- **Passage shown**:
Silvia Farina Elia (; born 27 April 1972) is a former professional tennis player from Italy. She won three WTA singles titles, reached the quarterfinals of the 2003 Wimbledon Championships and achieved a career-high singles ranking of world No. 11 in May 2002. Farina Elia won her first ITF title at Caltagirone in 1991 and her first WTA tournament at Strasbourg in 2001. She made her debut Grand Slam appearance at the 1991 French Open and was coached by husband Francesco Elia, whom she married September 1999.

Career
Farina Elia made steady progression on the ITF circuit during the early 1990s and finished her first year in the top 100 in 1991. She completed her first victory over a top ten player (Gabriela Sabatini, Roland Garros) in 1994 and won her first doubles title the next year. In 1996, she represented Italy at the Atlanta Olympics. 1998 was considered her breakthrough year, reaching the final of four tournaments and in the process securing a place in the year end top 20. She was 26 at the time and thus considered a "late bloomer". She only reached one singles final in 1999 but made a greater impact in doubles, winning three tournaments.

In 2001, Farina Elia won a belated first WTA Tour title, at the Internationaux de Strasbourg. She ended the year No. 14, what was to be her best year end finish and played in the WTA Tour Championships of 2001 and 2002. She consolidated the Strasbourg win with two more wins at the tournament. In 2003, she achieved her best Grand Slam result at the unlikely venue of Wimbledon, home of her least favourite surface, losing to Kim Clijsters, 7–5, 0–6, 1–6 in the quarterfinals.

Farina Elia represented Italy at nine Federation Cups and also at three Olympics.

On Monday 24 October 2005, she announced her retirement from the tour due a recurrence of a shoulder, saying, "My body has given all it can."

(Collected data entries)
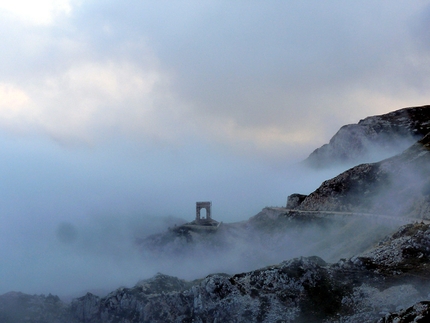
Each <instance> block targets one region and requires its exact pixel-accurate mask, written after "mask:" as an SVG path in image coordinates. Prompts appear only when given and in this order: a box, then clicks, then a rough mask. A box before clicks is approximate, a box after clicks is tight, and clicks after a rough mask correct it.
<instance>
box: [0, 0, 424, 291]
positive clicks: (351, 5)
mask: <svg viewBox="0 0 430 323" xmlns="http://www.w3.org/2000/svg"><path fill="white" fill-rule="evenodd" d="M429 30H430V5H429V3H428V1H412V2H411V1H408V2H407V1H377V2H375V1H360V2H352V1H348V2H347V1H306V2H303V1H201V0H199V1H191V0H190V1H132V0H124V1H109V0H105V1H99V0H88V1H82V0H37V1H35V0H33V1H27V0H15V1H13V2H12V1H8V0H0V44H1V51H0V69H1V73H0V151H1V156H2V157H1V159H0V164H1V167H0V176H1V182H0V190H1V194H0V242H1V244H0V257H1V258H2V259H6V260H7V261H6V262H7V263H9V264H10V265H8V266H5V265H2V266H3V267H0V276H2V277H6V276H8V277H10V282H9V283H3V284H1V283H0V293H1V292H6V291H8V290H11V289H25V288H24V287H23V286H32V287H28V291H30V292H33V291H37V290H38V289H37V288H39V287H40V286H36V284H35V283H34V282H29V281H28V280H25V279H24V277H27V276H28V272H27V271H26V269H25V268H27V267H33V268H36V267H37V268H41V273H40V276H43V275H44V274H43V270H45V268H44V267H43V265H42V264H41V263H42V262H44V263H49V264H51V263H52V264H55V265H53V268H54V269H55V268H58V270H60V269H61V268H62V267H61V264H59V263H58V262H55V259H56V258H55V257H56V255H57V254H56V253H55V252H53V251H52V250H51V251H49V252H48V251H46V250H50V249H49V245H50V244H52V243H54V241H57V240H58V239H60V240H61V234H60V236H59V232H60V233H61V232H63V231H64V230H65V231H66V233H67V228H69V229H70V228H72V229H73V230H76V232H77V234H76V236H77V237H78V238H79V234H78V233H79V232H80V231H79V230H81V229H80V228H84V227H85V228H88V227H93V228H100V227H103V226H104V224H100V223H110V224H109V225H110V226H114V227H118V226H121V225H122V224H124V223H127V225H129V226H130V227H136V223H137V222H138V221H139V219H142V218H145V219H146V220H147V219H149V218H151V219H152V218H161V217H179V218H184V219H190V220H191V219H192V218H193V216H194V207H195V202H196V201H198V200H212V202H213V208H214V210H213V214H214V217H215V218H217V219H219V220H221V221H226V222H229V221H239V220H244V219H247V218H248V217H249V216H252V215H254V214H256V213H257V212H258V211H259V210H260V209H261V208H263V207H264V206H267V205H283V204H284V203H285V200H286V196H287V195H288V194H290V193H293V192H295V191H301V192H303V193H307V192H308V191H310V190H311V189H312V188H315V187H314V185H315V183H314V182H312V181H310V182H308V181H306V180H304V179H303V178H302V177H301V176H299V175H298V174H297V173H295V172H292V171H291V170H289V167H290V166H289V165H291V164H294V163H296V162H297V161H300V160H301V159H304V158H306V156H307V155H308V154H309V153H310V152H311V151H312V150H313V149H315V148H317V147H318V146H320V145H322V144H323V143H325V142H328V140H329V139H330V137H331V136H332V135H333V134H334V133H335V132H336V131H337V130H338V128H339V127H340V126H342V125H344V124H347V123H355V122H358V121H359V120H360V119H362V118H364V117H366V116H369V115H375V114H381V113H385V112H389V111H392V110H396V109H399V108H403V107H407V106H417V105H424V104H429V102H430V92H429V88H430V33H429ZM318 180H320V179H319V178H318ZM318 180H317V181H316V182H318ZM106 219H108V220H106ZM146 220H145V221H146ZM109 221H110V222H109ZM112 221H113V222H112ZM136 221H137V222H136ZM142 221H143V220H142ZM154 221H155V220H154ZM155 222H156V221H155ZM112 223H115V225H112ZM139 223H140V222H139ZM142 223H143V222H142ZM142 223H140V225H141V226H147V225H148V222H145V225H143V224H142ZM64 228H66V229H64ZM63 229H64V230H63ZM72 229H71V230H72ZM61 230H63V231H61ZM73 230H72V231H73ZM82 230H83V229H82ZM73 232H75V231H73ZM121 232H123V231H121ZM124 232H126V233H124V234H128V233H127V232H128V231H124ZM63 233H64V232H63ZM59 237H60V238H59ZM63 238H64V237H63ZM78 238H76V239H78ZM55 239H57V240H55ZM64 239H65V240H67V239H66V238H64ZM64 239H63V240H64ZM36 242H37V243H36ZM57 242H58V241H57ZM58 243H61V241H60V242H58ZM44 248H46V249H44ZM41 249H42V250H45V251H46V255H48V256H49V257H51V258H52V259H51V258H49V260H46V259H47V258H44V255H45V254H44V253H43V252H45V251H40V250H41ZM50 252H51V253H50ZM48 256H47V257H48ZM24 259H26V260H24ZM28 259H33V260H34V261H33V262H31V261H29V262H28V261H27V260H28ZM41 259H42V260H41ZM53 259H54V260H53ZM26 261H27V262H26ZM54 269H52V273H51V272H50V273H51V274H52V275H55V270H54ZM45 274H46V273H45ZM39 278H40V277H39ZM33 280H35V279H34V278H33ZM25 284H27V285H25ZM32 284H33V285H34V286H33V285H32ZM14 286H16V287H14ZM51 287H52V286H45V287H42V288H41V290H43V291H45V290H44V289H43V288H45V289H48V288H51ZM24 291H25V290H24ZM54 292H55V291H54Z"/></svg>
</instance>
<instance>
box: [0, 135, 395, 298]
mask: <svg viewBox="0 0 430 323" xmlns="http://www.w3.org/2000/svg"><path fill="white" fill-rule="evenodd" d="M30 144H31V145H34V144H35V143H34V142H26V141H25V140H22V141H20V142H16V141H15V142H14V143H13V145H12V144H10V146H9V152H8V155H7V156H8V157H7V158H4V159H3V161H2V163H3V165H2V166H3V167H2V169H3V178H4V179H5V181H4V182H3V185H2V196H3V198H2V204H1V209H2V217H1V218H0V232H1V236H0V240H1V245H2V248H1V249H0V256H1V258H2V259H3V262H2V266H1V267H0V273H1V276H2V277H5V278H6V279H3V280H2V281H1V282H0V293H5V292H8V291H11V290H14V291H21V292H25V293H30V294H32V293H45V294H47V293H53V294H58V295H62V296H65V297H68V296H70V295H72V296H79V295H81V294H82V292H83V291H85V290H92V291H93V292H96V293H97V291H98V292H101V291H109V290H112V289H115V288H117V287H119V286H133V285H134V284H135V283H136V282H137V281H139V280H140V279H145V278H149V277H151V276H153V275H154V274H156V273H157V272H162V273H165V274H169V275H174V276H178V277H180V278H184V279H196V278H202V277H204V276H205V275H207V274H210V273H213V272H226V273H230V274H232V273H235V272H240V271H245V270H251V269H256V268H258V267H261V266H265V265H267V264H269V263H278V262H280V261H283V260H286V259H289V258H291V257H297V256H305V255H313V254H318V255H321V256H322V257H325V258H326V259H327V258H329V259H327V260H333V261H335V260H337V259H335V257H336V256H338V255H348V254H349V252H348V251H347V250H343V251H339V250H337V249H338V247H336V243H338V242H339V241H338V240H336V239H341V238H342V234H339V235H337V236H336V237H337V238H335V240H333V241H329V240H327V239H328V237H330V235H331V233H330V232H336V229H337V227H336V226H333V227H329V228H327V227H306V228H301V229H300V231H294V230H287V231H286V232H284V233H279V232H278V233H276V234H274V235H273V236H272V235H270V234H261V233H259V232H252V231H246V230H236V231H234V230H233V231H232V232H226V233H225V235H224V236H223V235H219V236H217V238H216V239H215V240H213V239H212V242H211V239H209V242H205V241H203V242H202V243H201V244H200V243H196V244H193V245H190V246H188V247H184V246H182V247H181V248H180V250H178V251H177V254H175V251H174V250H173V251H172V250H169V247H167V249H166V248H164V249H163V248H161V249H160V250H159V251H160V252H159V253H158V252H153V251H152V252H148V251H145V249H144V248H143V249H142V248H141V247H139V246H137V244H136V241H137V240H138V239H142V238H145V237H148V236H150V235H152V234H156V233H162V232H165V231H166V230H167V229H168V228H169V227H172V226H174V225H175V224H182V223H184V222H189V221H191V220H193V219H194V217H195V202H196V201H198V200H212V203H213V218H214V219H216V220H218V221H222V222H224V223H231V222H239V221H245V220H248V219H249V218H250V217H251V216H253V215H255V214H257V213H258V212H260V211H261V209H262V208H264V207H266V206H285V204H286V199H287V196H288V195H289V194H292V193H294V192H300V193H306V194H307V193H310V192H311V191H313V190H314V189H315V188H317V187H318V186H319V185H320V183H321V182H322V181H323V180H325V179H328V178H330V177H332V176H334V175H335V174H337V173H339V172H340V171H341V170H343V169H341V168H335V169H330V170H328V171H313V170H310V169H308V168H303V167H302V166H300V165H299V164H298V163H297V162H296V161H293V160H290V162H289V165H285V167H267V165H266V164H264V163H260V164H259V163H255V162H249V161H246V160H244V159H239V158H234V157H233V158H232V160H231V161H224V162H221V161H218V160H216V158H217V156H214V155H210V154H209V155H207V156H206V157H202V155H200V156H201V157H200V158H199V159H194V163H192V164H191V165H187V166H184V167H180V168H176V167H175V168H171V169H169V168H168V169H163V168H161V169H159V168H157V167H158V164H157V162H159V160H161V161H162V160H163V159H165V158H171V156H169V155H168V154H166V155H158V156H155V157H154V155H151V158H147V157H142V156H133V158H131V160H132V162H130V159H127V161H124V160H123V159H121V158H119V157H114V158H113V159H107V158H106V156H107V155H109V154H108V153H109V151H108V152H106V151H96V152H93V151H92V152H91V153H89V152H85V151H81V153H80V155H78V158H76V156H75V157H74V158H73V159H71V158H70V155H68V154H67V151H66V153H64V154H60V153H58V150H55V149H54V148H53V146H50V145H47V144H46V143H43V142H38V143H37V150H34V152H33V154H32V158H33V160H34V161H36V162H35V163H34V164H33V165H32V167H31V168H28V167H25V161H24V159H23V152H24V150H26V149H28V146H27V145H30ZM122 152H123V153H129V152H127V151H126V150H122ZM187 153H189V154H191V153H192V152H191V151H189V152H187ZM196 154H197V153H196ZM48 156H49V158H47V157H48ZM114 156H115V155H114ZM193 156H194V155H193ZM197 156H198V154H197ZM300 157H301V156H300ZM157 158H158V159H159V160H157ZM175 158H177V162H178V165H186V161H189V159H188V155H187V156H183V155H182V156H181V155H177V156H175ZM296 158H297V157H296ZM301 158H302V157H301ZM214 163H218V169H217V170H216V171H214V170H213V169H212V168H211V167H210V165H211V164H214ZM142 165H145V168H146V170H145V171H142ZM202 165H204V166H202ZM219 165H222V167H219ZM148 168H149V170H148ZM157 172H163V173H164V175H163V176H160V175H158V173H157ZM163 178H164V180H163ZM344 225H345V224H344V223H342V225H341V226H342V227H343V226H344ZM360 225H361V226H363V227H365V226H370V227H371V226H373V225H375V224H374V223H373V224H372V223H366V222H363V223H361V224H360ZM377 225H379V224H377ZM388 227H390V226H388ZM385 229H387V226H386V225H385V226H383V230H382V232H386V231H385ZM388 229H389V228H388ZM211 243H214V245H211ZM325 245H327V246H326V247H325ZM352 251H353V250H352V249H351V252H352Z"/></svg>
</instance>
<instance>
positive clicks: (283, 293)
mask: <svg viewBox="0 0 430 323" xmlns="http://www.w3.org/2000/svg"><path fill="white" fill-rule="evenodd" d="M429 111H430V109H429V107H428V106H426V107H420V108H409V109H402V110H399V111H395V112H393V113H391V114H387V115H384V116H378V117H369V118H366V119H364V120H362V121H360V123H359V125H360V127H361V128H360V129H361V130H360V131H358V132H357V133H359V136H358V137H359V138H361V139H363V138H368V137H366V136H368V135H369V134H370V137H371V135H373V134H374V133H376V134H378V135H377V137H378V138H384V136H385V134H387V133H388V134H390V133H391V132H390V131H392V132H393V133H394V137H396V134H398V135H399V136H400V137H401V136H403V135H404V134H405V133H404V131H406V133H407V134H411V133H412V137H411V138H414V137H415V136H418V137H420V140H419V141H418V142H417V143H415V144H414V145H412V146H411V147H410V148H408V149H406V150H405V151H404V152H403V153H401V154H398V155H396V156H394V157H391V158H388V159H385V160H383V161H381V162H377V163H365V164H361V165H358V166H355V167H352V168H351V169H349V170H347V171H346V172H343V173H342V174H340V175H338V176H336V177H335V178H333V179H330V180H328V181H325V182H324V183H322V185H321V186H320V187H319V188H318V189H317V190H315V191H314V192H313V193H311V194H309V195H299V194H296V195H295V196H293V197H294V199H291V200H290V204H289V205H288V206H289V208H291V209H292V210H286V209H273V208H272V209H270V208H268V209H265V210H263V211H262V212H261V213H260V214H258V215H257V216H255V217H253V218H252V219H251V220H250V221H248V223H246V224H240V225H236V226H231V227H228V226H227V227H226V230H225V231H224V232H223V234H224V235H225V237H227V236H231V234H232V233H234V234H238V233H240V232H245V233H246V234H245V236H246V235H247V233H248V232H249V231H246V230H247V229H248V228H249V226H253V227H254V228H256V227H260V233H259V234H261V233H264V232H265V231H266V233H268V234H273V233H274V232H277V231H283V230H287V229H288V228H289V229H293V231H292V232H294V231H297V232H298V234H299V235H303V232H304V231H302V228H303V227H305V226H308V225H309V224H312V228H313V229H312V230H313V231H311V233H313V234H314V235H315V232H317V231H315V228H319V227H321V228H322V229H324V230H325V231H326V232H327V235H331V233H334V232H336V233H337V234H339V238H340V240H339V241H337V240H331V241H330V242H331V243H332V245H327V244H326V243H327V241H326V240H321V239H319V240H317V241H318V244H319V245H320V247H323V248H326V249H332V248H333V242H334V241H337V242H336V243H339V244H342V245H347V244H348V243H352V244H357V241H358V240H357V241H356V240H354V238H353V237H354V234H355V233H354V231H355V232H356V233H357V231H360V230H362V231H363V234H364V235H363V236H362V237H359V241H364V240H366V239H367V240H366V241H367V243H366V244H362V245H358V246H357V250H360V251H358V252H357V255H354V256H348V257H345V258H342V259H341V260H339V261H337V260H336V261H337V262H334V263H327V262H325V261H324V260H323V259H321V258H320V257H317V256H312V257H295V258H290V260H287V261H283V262H281V263H279V264H277V265H272V266H267V267H264V268H261V269H258V270H250V271H244V272H243V273H239V274H235V275H230V274H213V275H209V276H207V277H205V278H203V279H199V280H195V281H185V280H182V279H179V278H176V277H171V276H168V275H163V274H157V275H156V276H155V277H153V278H151V279H149V280H143V281H140V282H138V283H137V284H136V285H135V286H134V287H131V288H119V289H117V290H115V291H113V292H111V293H110V294H108V295H107V296H105V297H99V296H96V295H94V294H91V293H87V294H86V295H85V296H82V297H80V298H77V299H75V300H73V301H72V303H71V304H66V303H64V302H62V301H61V300H60V299H59V298H58V297H56V296H52V295H48V296H44V295H26V294H22V293H15V292H11V293H7V294H4V295H1V296H0V322H5V323H9V322H14V323H20V322H34V323H36V322H38V323H59V322H62V323H84V322H85V323H105V322H109V323H113V322H115V323H132V322H136V323H137V322H326V323H329V322H378V323H385V322H397V323H398V322H427V321H430V314H429V304H430V303H429V302H428V300H429V297H430V294H429V291H430V281H429V280H428V279H427V277H429V274H430V226H429V225H428V224H424V223H418V222H416V223H415V224H408V225H405V226H402V227H400V229H398V230H396V231H395V232H394V233H393V234H389V235H388V236H386V237H385V238H383V239H380V240H379V242H378V243H377V244H376V245H373V243H372V242H373V240H372V239H374V238H375V237H377V234H379V233H380V232H377V231H372V230H373V229H374V227H373V226H372V227H367V228H366V227H359V226H357V222H354V221H345V222H342V221H343V220H340V222H341V223H342V224H341V226H333V223H334V222H336V221H334V218H335V216H334V215H335V213H336V212H340V213H341V212H345V214H347V213H354V212H356V213H371V214H374V215H378V214H379V215H391V216H399V217H408V216H409V217H413V218H423V219H424V218H426V219H427V218H428V217H429V215H428V214H430V213H429V211H430V206H429V205H430V181H429V180H428V178H430V177H429V175H430V160H429V159H430V153H429V152H430V135H428V134H427V135H426V132H428V127H430V124H429V122H428V119H429V118H428V115H427V113H428V112H429ZM411 116H412V117H411ZM378 118H379V119H378ZM426 118H427V119H426ZM378 120H379V121H378ZM390 120H391V121H390ZM392 120H394V121H392ZM426 120H427V121H426ZM378 122H379V123H380V124H381V126H380V128H377V124H378ZM390 122H391V126H390V125H389V124H390ZM420 122H421V123H422V125H421V124H420ZM366 127H367V128H366ZM346 129H347V127H346V128H345V131H346ZM353 129H355V128H353ZM363 129H364V130H363ZM366 129H367V130H366ZM378 129H379V130H378ZM387 129H388V130H387ZM390 129H391V130H390ZM393 129H394V130H393ZM405 129H406V130H405ZM396 131H397V132H396ZM339 132H340V131H339ZM352 133H354V131H352ZM393 133H391V135H392V134H393ZM341 134H342V133H341ZM363 134H364V137H363ZM381 134H382V135H381ZM391 135H390V136H391ZM351 136H352V137H354V136H355V135H354V134H353V135H351ZM339 138H340V137H339ZM344 138H346V137H345V136H344ZM354 138H355V137H354ZM354 138H352V139H351V140H352V142H354V140H353V139H354ZM371 138H372V137H371ZM374 138H376V137H374ZM361 139H360V140H361ZM336 140H337V139H336ZM360 140H359V141H357V142H358V144H357V145H355V144H353V145H352V146H353V148H354V147H358V148H360V147H361V146H360V145H361V144H360V142H361V143H363V142H364V141H363V140H361V141H360ZM366 140H367V139H366ZM378 140H379V139H375V141H376V142H378ZM384 140H385V139H384ZM382 142H383V141H381V144H382ZM384 143H385V141H384ZM377 144H379V143H377ZM362 146H363V147H367V146H366V145H362ZM332 147H335V145H333V146H332ZM336 150H337V148H336ZM357 151H359V149H358V150H357ZM323 155H324V154H322V155H320V157H321V156H323ZM335 155H336V154H335ZM315 156H316V155H315ZM327 156H329V154H328V155H327ZM333 156H334V155H331V157H330V158H333ZM338 157H339V156H338ZM338 157H336V156H335V157H334V158H335V160H336V158H338ZM324 158H325V157H324V156H323V157H321V160H322V161H324ZM342 158H343V157H342ZM342 158H341V159H342ZM348 158H350V157H347V159H348ZM341 159H339V158H338V159H337V160H341ZM331 160H332V161H333V159H331ZM342 160H343V159H342ZM393 201H395V202H396V203H394V202H393ZM306 211H313V212H312V213H306ZM314 211H320V212H321V211H324V212H325V214H324V216H320V215H319V214H318V212H316V213H314ZM330 211H332V212H333V216H331V215H330V214H327V212H328V213H329V212H330ZM359 218H360V217H355V219H359ZM341 219H342V218H341ZM338 222H339V221H338ZM366 224H367V225H368V224H369V223H367V222H365V223H364V225H366ZM375 227H376V226H375ZM261 228H262V229H261ZM331 228H334V229H333V230H334V231H333V232H330V229H331ZM339 228H341V230H339ZM363 228H364V229H363ZM365 234H367V236H365ZM184 237H185V239H182V238H180V239H178V237H177V236H174V235H171V234H169V235H159V236H157V237H156V238H157V239H158V240H156V241H157V244H158V243H159V242H160V241H165V240H163V239H167V242H169V243H170V242H171V241H175V242H177V241H179V246H180V247H181V248H182V247H183V246H184V244H185V245H186V244H187V243H189V241H187V237H188V236H187V235H185V236H184ZM214 237H215V236H212V238H211V239H208V241H207V243H214V242H217V240H216V239H214ZM254 238H255V237H254ZM188 239H189V237H188ZM192 239H198V236H192V235H191V240H192ZM230 242H231V241H227V242H224V244H222V245H217V247H221V248H229V247H230V246H231V245H232V243H230ZM280 242H281V243H283V241H282V240H281V241H280ZM290 242H291V241H290ZM372 245H373V246H372ZM175 246H176V245H175ZM287 247H291V245H289V246H286V248H287ZM276 248H279V246H278V245H276ZM348 248H349V247H348ZM284 259H285V258H284ZM287 259H288V258H287ZM337 259H339V258H337Z"/></svg>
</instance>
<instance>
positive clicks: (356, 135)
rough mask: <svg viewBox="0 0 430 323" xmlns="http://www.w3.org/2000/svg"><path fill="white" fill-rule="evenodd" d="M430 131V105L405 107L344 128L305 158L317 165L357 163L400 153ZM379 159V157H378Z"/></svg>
mask: <svg viewBox="0 0 430 323" xmlns="http://www.w3.org/2000/svg"><path fill="white" fill-rule="evenodd" d="M429 131H430V106H428V105H426V106H422V107H413V108H404V109H400V110H396V111H393V112H390V113H387V114H383V115H377V116H372V117H367V118H365V119H363V120H360V121H359V122H358V123H357V124H349V125H345V126H343V127H341V128H340V129H339V131H338V132H337V133H336V134H335V135H334V136H333V137H332V138H331V139H330V142H329V143H328V144H325V145H323V146H322V147H320V148H317V149H315V151H313V152H312V153H311V154H310V155H309V157H308V158H307V159H306V160H305V161H304V163H305V164H306V165H308V166H311V167H314V168H327V167H332V166H335V165H339V164H347V165H351V166H352V165H357V164H359V163H368V162H373V161H377V160H378V159H382V158H386V157H390V156H393V155H395V154H398V153H400V152H401V151H403V150H404V149H406V148H407V147H408V146H410V145H411V144H413V143H414V142H416V141H417V140H420V139H422V138H423V137H424V136H425V135H426V134H427V133H429ZM375 159H376V160H375Z"/></svg>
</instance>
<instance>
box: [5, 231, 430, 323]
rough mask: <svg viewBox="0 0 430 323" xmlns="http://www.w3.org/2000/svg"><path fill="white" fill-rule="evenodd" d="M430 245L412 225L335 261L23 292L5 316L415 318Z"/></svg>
mask: <svg viewBox="0 0 430 323" xmlns="http://www.w3.org/2000/svg"><path fill="white" fill-rule="evenodd" d="M429 250H430V226H429V225H426V224H419V223H417V224H410V225H406V226H403V227H401V228H400V229H399V230H398V231H397V232H396V233H394V234H393V235H391V236H388V237H387V238H386V239H384V240H382V241H381V242H380V243H379V245H378V246H376V247H375V248H373V249H372V250H369V251H368V252H365V253H362V254H360V255H358V256H354V257H352V258H349V259H341V260H340V261H338V262H337V263H335V264H328V263H326V262H325V261H324V260H322V259H321V258H319V257H301V258H295V259H291V260H288V261H284V262H282V263H280V264H278V265H273V266H268V267H265V268H261V269H259V270H254V271H250V272H245V273H240V274H236V275H226V274H214V275H209V276H207V277H206V278H204V279H201V280H198V281H192V282H187V281H184V280H181V279H178V278H175V277H170V276H167V275H162V274H158V275H156V276H155V277H154V278H152V279H150V280H145V281H141V282H139V283H138V284H137V285H136V286H134V287H132V288H119V289H117V290H116V291H114V292H112V293H110V294H109V295H107V296H106V297H102V298H101V297H98V296H95V295H92V294H90V293H88V294H87V295H85V296H83V297H81V298H78V299H75V300H74V301H73V302H72V303H71V304H70V305H64V304H63V303H62V302H61V301H59V300H58V299H57V298H55V297H53V296H48V297H44V296H33V297H32V296H28V295H27V296H25V295H23V294H21V295H20V298H21V299H22V298H26V299H31V300H32V302H26V303H22V304H24V305H20V310H23V312H22V313H23V314H22V316H21V317H19V318H16V317H15V320H12V321H11V320H10V319H9V321H7V320H2V322H15V323H20V322H45V323H53V322H63V323H65V322H70V323H114V322H115V323H138V322H326V323H329V322H351V323H352V322H363V323H366V322H376V321H378V320H379V322H381V323H384V322H412V321H413V320H414V319H416V318H428V309H429V307H428V302H426V300H427V295H428V288H429V287H430V283H428V282H427V281H423V279H422V278H423V277H428V275H429V274H430V251H429ZM15 298H16V297H15V296H14V295H11V294H6V295H3V296H1V297H0V309H1V310H0V318H2V319H3V318H7V316H5V315H7V311H8V305H9V304H10V302H11V301H10V299H12V300H14V299H15ZM52 299H55V301H54V302H52ZM34 300H38V301H37V302H36V308H43V309H44V312H43V313H44V316H43V317H42V316H40V314H37V313H40V312H39V311H38V310H34V305H35V303H33V301H34ZM15 303H16V302H15ZM52 304H55V306H54V307H52V306H51V305H52ZM5 313H6V314H5ZM36 314H37V315H39V316H37V315H36ZM10 317H11V316H10ZM400 318H401V319H403V321H401V320H400ZM416 322H420V321H419V320H416ZM423 322H424V321H423Z"/></svg>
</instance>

- **Questions**:
1 – Update the Silvia Farina Elia biography from "Silvia Farina Elia" up to and including "married September 1999." by changing "professional tennis player" to "professional tennis competitor", and write out that stretch in full.
2 – In the Silvia Farina Elia biography, turn the paragraph beginning "In 2001, Farina Elia won a belated first WTA Tour title" into a short bulleted list that keeps its main facts.
3 – Resume the Silvia Farina Elia biography, starting after its final sentence.

- **Answers for the exercise**:
1 –
Silvia Farina Elia (; born 27 April 1972) is a former professional tennis competitor from Italy. She won three WTA singles titles, reached the quarterfinals of the 2003 Wimbledon Championships and achieved a career-high singles ranking of world No. 11 in May 2002. Farina Elia won her first ITF title at Caltagirone in 1991 and her first WTA tournament at Strasbourg in 2001. She made her debut Grand Slam appearance at the 1991 French Open and was coached by husband Francesco Elia, whom she married September 1999.

2 –
- In 2001, she won her first WTA Tour title at the Internationaux de Strasbourg.
- She finished 2001 ranked No. 14, her best year-end ranking.
- She played in the WTA Tour Championships in 2001 and 2002.
- She won the Strasbourg tournament two more times.
- Her best Grand Slam result came at Wimbledon in 2003, on her least favorite surface. She lost to Kim Clijsters in the quarterfinals, 7–5, 0–6, 1–6.

3 –
Personal life
Farina Elia began playing tennis aged 10; introduced to the sport by her mother, who played recreationally. Her parents are both insurance agents, as is her sister, Olga. Her brother, Enrico, restores furniture. She married Francesco Elia on 22 September 1999 and described the prospect of life after tennis as "exciting".

WTA career finals

Singles: 13 (3 titles, 10 runner-ups)

Doubles: 17 (9 titles, 8 runner-ups)
Wins
2004: Warsaw (w/ Francesca Schiavone)
2001: Strasbourg (w/ Iroda Tulyaganova)
2000: Palermo (w/ Rita Grande)
1999: Auckland (w/ Barbara Schett)
1999: 's Hertogenbosch (w/ Rita Grande)
1999: Pörtschach (w/ Karina Habšudová)
1998: Prague (w/ Karina Habšudová)
1997: Palermo (w/ Barbara Schett)
1995: Maria Lankowitz (with Andrea Temesvári)

Runner-ups
2005: Gold Coast (w/ Maria Elena Camerin)
2004: Paris (w/ Francesca Schiavone)
2003: Linz (w/ Marion Bartoli)
2000: Hannover (w/ Karina Habšudová)
1997: Gold Coast (w/ Ruxandra Dragomir)
1996: Moscow (w/ Barbara Schett)
1993: Palermo (w/ Brenda Schultz)
1990: Taranto (w/ Rita Grande)

ITF finals

Singles (2–1)

Doubles (6–2)

Head-to-head record against other players in the top 10
Players who have been ranked world No. 1 are in boldface.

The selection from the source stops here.